(Challenge)
Copy every line of the records below word for word, omitting the pictures.

[Some records]
[START]

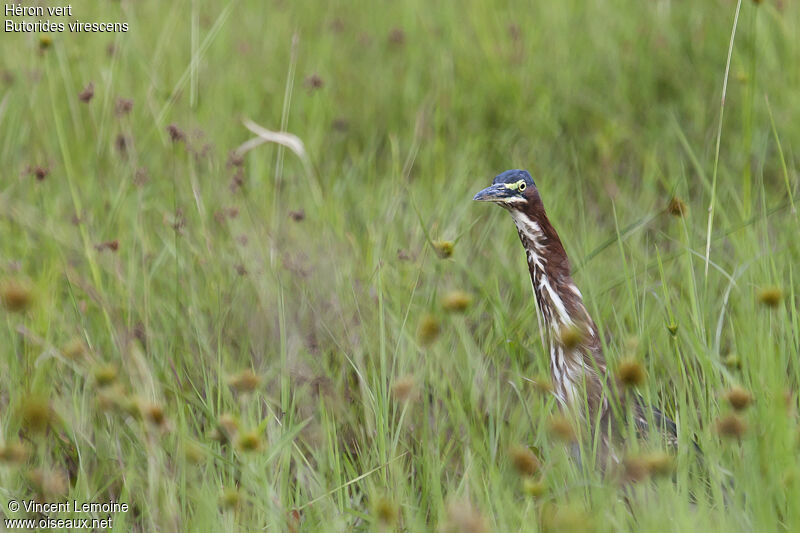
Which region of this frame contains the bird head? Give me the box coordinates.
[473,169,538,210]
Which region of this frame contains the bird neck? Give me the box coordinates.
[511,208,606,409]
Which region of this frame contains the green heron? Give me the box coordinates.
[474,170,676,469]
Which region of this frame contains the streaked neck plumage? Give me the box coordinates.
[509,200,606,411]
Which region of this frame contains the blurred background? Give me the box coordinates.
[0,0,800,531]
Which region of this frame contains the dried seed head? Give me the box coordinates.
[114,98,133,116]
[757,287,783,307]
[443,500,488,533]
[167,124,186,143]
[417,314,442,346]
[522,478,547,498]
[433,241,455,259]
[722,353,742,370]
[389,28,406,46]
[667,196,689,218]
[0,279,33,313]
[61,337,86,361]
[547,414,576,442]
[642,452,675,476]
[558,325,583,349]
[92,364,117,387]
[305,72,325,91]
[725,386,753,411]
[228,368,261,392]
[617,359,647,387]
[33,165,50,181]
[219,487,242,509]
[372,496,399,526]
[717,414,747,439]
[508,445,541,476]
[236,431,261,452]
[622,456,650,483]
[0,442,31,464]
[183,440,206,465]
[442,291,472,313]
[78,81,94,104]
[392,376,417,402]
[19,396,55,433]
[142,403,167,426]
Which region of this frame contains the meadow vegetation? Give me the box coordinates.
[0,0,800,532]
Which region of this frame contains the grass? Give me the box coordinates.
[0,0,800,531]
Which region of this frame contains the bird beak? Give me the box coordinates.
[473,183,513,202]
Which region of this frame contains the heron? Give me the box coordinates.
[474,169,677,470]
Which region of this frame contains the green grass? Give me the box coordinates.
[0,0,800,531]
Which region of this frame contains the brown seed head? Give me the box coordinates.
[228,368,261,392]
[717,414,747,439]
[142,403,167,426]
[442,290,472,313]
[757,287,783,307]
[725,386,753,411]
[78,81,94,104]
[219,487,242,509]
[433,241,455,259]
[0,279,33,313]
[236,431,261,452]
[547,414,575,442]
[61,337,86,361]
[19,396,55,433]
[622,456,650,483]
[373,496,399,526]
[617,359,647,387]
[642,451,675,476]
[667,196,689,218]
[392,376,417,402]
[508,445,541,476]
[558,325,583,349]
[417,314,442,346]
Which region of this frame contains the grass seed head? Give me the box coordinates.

[END]

(Expected answer)
Which region of this frame contains the bird head? Give me the box coordinates.
[473,169,538,210]
Which region of this frame contains the bird neck? Give me the box coordinates.
[511,208,606,409]
Which region of this frame contains the green heron? Give me the box coordinates.
[474,170,676,469]
Which region of this frame contains the streaked neck plumage? Give me the box coordinates.
[509,200,606,411]
Which region of this frame contains the blurred background? Give me the box coordinates.
[0,0,800,531]
Which region of this frame contains the dried seed head? Give me the box coordinates.
[114,98,133,116]
[757,287,783,307]
[443,500,488,533]
[167,124,186,143]
[417,314,442,346]
[522,478,547,498]
[433,241,455,259]
[722,353,742,370]
[389,28,406,46]
[667,196,689,218]
[0,279,33,313]
[61,337,86,361]
[547,414,576,442]
[642,452,675,476]
[558,325,583,349]
[92,364,117,387]
[305,72,325,91]
[725,386,753,411]
[228,368,261,392]
[617,359,647,387]
[33,165,50,181]
[219,487,242,509]
[372,496,399,526]
[717,414,747,439]
[508,445,541,476]
[236,431,261,452]
[622,456,650,483]
[0,442,31,464]
[183,440,206,465]
[442,291,472,313]
[78,81,94,104]
[392,376,417,402]
[19,396,55,433]
[142,403,167,426]
Which region of this frame contains the meadow vegetation? Give me the box coordinates.
[0,0,800,532]
Which region of this frame contains the grass? Give me the box coordinates.
[0,0,800,531]
Which region of this frame contains the bird beak? Give me the box coordinates.
[473,183,513,202]
Which region of this frame contains the heron? Give me the box coordinates.
[474,169,677,470]
Which region of this frame contains the green grass? Give me the box coordinates.
[0,0,800,531]
Which region of this frame contains the brown seed head? Give me the box coordinates.
[228,368,261,392]
[717,414,747,439]
[142,403,167,426]
[442,290,472,313]
[757,287,783,307]
[725,386,753,411]
[78,81,94,104]
[219,487,242,509]
[433,241,455,259]
[0,279,33,313]
[236,431,261,452]
[547,414,575,442]
[61,337,86,361]
[19,396,55,433]
[622,456,650,483]
[373,496,399,526]
[617,359,647,387]
[642,451,675,476]
[667,196,689,218]
[392,376,417,402]
[508,445,541,476]
[558,325,583,349]
[417,314,442,346]
Which region of this frame contains the grass seed head? Give me the box coordinates.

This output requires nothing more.